### Instructions
- 1) Reproduce word for word the section of the floodwater barrier text that opens with the words containing "[0058] The buoyant" and closes with "rigid attachment members.".
- 2) In the floodwater barrier text, what allows the barrier units to incrementally turn and follow a change in the direction of a shoreline?

### Reading passage
····················

Thus the two end walls have a height at least about as tall as the
height of an erect floodwater barrier unit or floodwater barrier
assembly, for preventing floodwaters--risen as high as the fully
erect height of the floodwater barrier unit or connected such
units--from flowing around the upper portions of the lateral sides
of the erect floodwater barrier unit or floodwater barrier
assembly.
[0056] Between the end walls may be one or more additional walls
transverse to the shoreline. These additional walls would have
floodwater barrier units or a floodwater barrier assembly on both
sides. A first floodwater barrier unit or a floodwater barrier
assembly may be located between the first end wall and a next
adjacent additional wall, and a second floodwater barrier unit or a
floodwater barrier assembly may be located between the second end
wall and a next adjacent additional wall. The additional wall or
walls are thus "intermediate" the ultimate end walls. Strategic
placement of intermediate walls allows floodwater barrier units or
a floodwater barrier assembly to incrementally turn and follow a
change in direction of a shoreline. Additionally, especially for
installations in which a floodwater barrier unit or a floodwater
barrier assembly is located on-shore (for example along a levee,
riverbank or sea wall construction), use of intermediate walls
allows a floodwater barrier unit or a floodwater barrier assembly
not to be so lengthy and therefore heavy that raising it for
servicing drains or other structures in a recess underneath the
floodwater barrier unit or a floodwater barrier assembly becomes
overly difficult.
[0057] The invention contemplates a method for protecting from
flooding a shore adjacent a place for a body of water. In an
exemplary embodiment, the method comprises providing, between a
pair of walls transverse to a shoreline of the shore, a floodwater
barrier unit or a floodwater barrier assembly. The floodwater
barrier unit or a floodwater barrier assembly comprising such units
includes a panel assembly comprising a flexible resilient panel
having one or more watertight chambers of size and arrangement to
give the panel water buoyancy and a plurality of rigid attachment
members connected to the panel. The floodwater barrier units are
attached to a construction along the shoreline by a stationary
pivotation member movably joined to a movable pivotation member
connected to the panel assembly. The panel assembly is rotatable
upwardly about an axis of the pivotation members longitudinal with
the construction under the influence of buoyancy and hydrostatic
pressure from a rise of the body of waters. The method further
comprises providing flexible tension members connected to the panel
assembly and positioned to act on the panel assembly to limit
rotation of the panel to a predetermined extent.
[0058] The buoyant flexible resilient panel in the method may be a
flexible panel supported between two elongate rigid attachment
members by a plurality of resilient flexible stringers arranged
transversely to and connecting to the two elongate rigid attachment
members. Alternatively, the flexible resilient panel may be a
resiliently elastically deformable panel supported between two
elongate rigid attachment members, and may or may not be supported
between two the elongate rigid attachment members by a plurality of
resilient flexible stringers arranged transversely to and
connecting to the two elongate rigid attachment members.

····················

### Records
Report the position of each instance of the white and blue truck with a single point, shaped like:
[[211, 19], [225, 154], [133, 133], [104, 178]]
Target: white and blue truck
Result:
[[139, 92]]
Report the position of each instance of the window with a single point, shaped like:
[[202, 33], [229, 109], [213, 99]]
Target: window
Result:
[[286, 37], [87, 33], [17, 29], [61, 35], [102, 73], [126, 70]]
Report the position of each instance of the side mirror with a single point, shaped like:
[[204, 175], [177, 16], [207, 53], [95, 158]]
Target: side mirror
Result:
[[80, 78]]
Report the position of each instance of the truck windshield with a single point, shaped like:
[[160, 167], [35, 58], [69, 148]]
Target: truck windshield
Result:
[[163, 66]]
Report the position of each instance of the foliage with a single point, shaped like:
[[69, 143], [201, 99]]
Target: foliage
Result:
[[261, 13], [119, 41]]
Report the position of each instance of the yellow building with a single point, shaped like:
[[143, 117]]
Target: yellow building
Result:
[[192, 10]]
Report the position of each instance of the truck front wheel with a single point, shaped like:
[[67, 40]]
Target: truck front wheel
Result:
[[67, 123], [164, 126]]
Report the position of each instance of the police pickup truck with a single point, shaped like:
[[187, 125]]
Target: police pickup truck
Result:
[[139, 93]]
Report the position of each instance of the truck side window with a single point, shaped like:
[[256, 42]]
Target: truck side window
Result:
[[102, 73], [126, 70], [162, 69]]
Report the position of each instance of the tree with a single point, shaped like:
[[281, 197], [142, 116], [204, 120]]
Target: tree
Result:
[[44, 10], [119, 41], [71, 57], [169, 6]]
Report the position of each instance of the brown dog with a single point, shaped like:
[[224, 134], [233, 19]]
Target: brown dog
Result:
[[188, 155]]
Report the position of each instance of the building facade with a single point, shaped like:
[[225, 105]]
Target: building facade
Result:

····················

### Exercise answers
- 1)
[0058] The buoyant flexible resilient panel in the method may be a
flexible panel supported between two elongate rigid attachment
members by a plurality of resilient flexible stringers arranged
transversely to and connecting to the two elongate rigid attachment
members. Alternatively, the flexible resilient panel may be a
resiliently elastically deformable panel supported between two
elongate rigid attachment members, and may or may not be supported
between two the elongate rigid attachment members by a plurality of
resilient flexible stringers arranged transversely to and
connecting to the two elongate rigid attachment members.

- 2) Strategic placement of intermediate walls.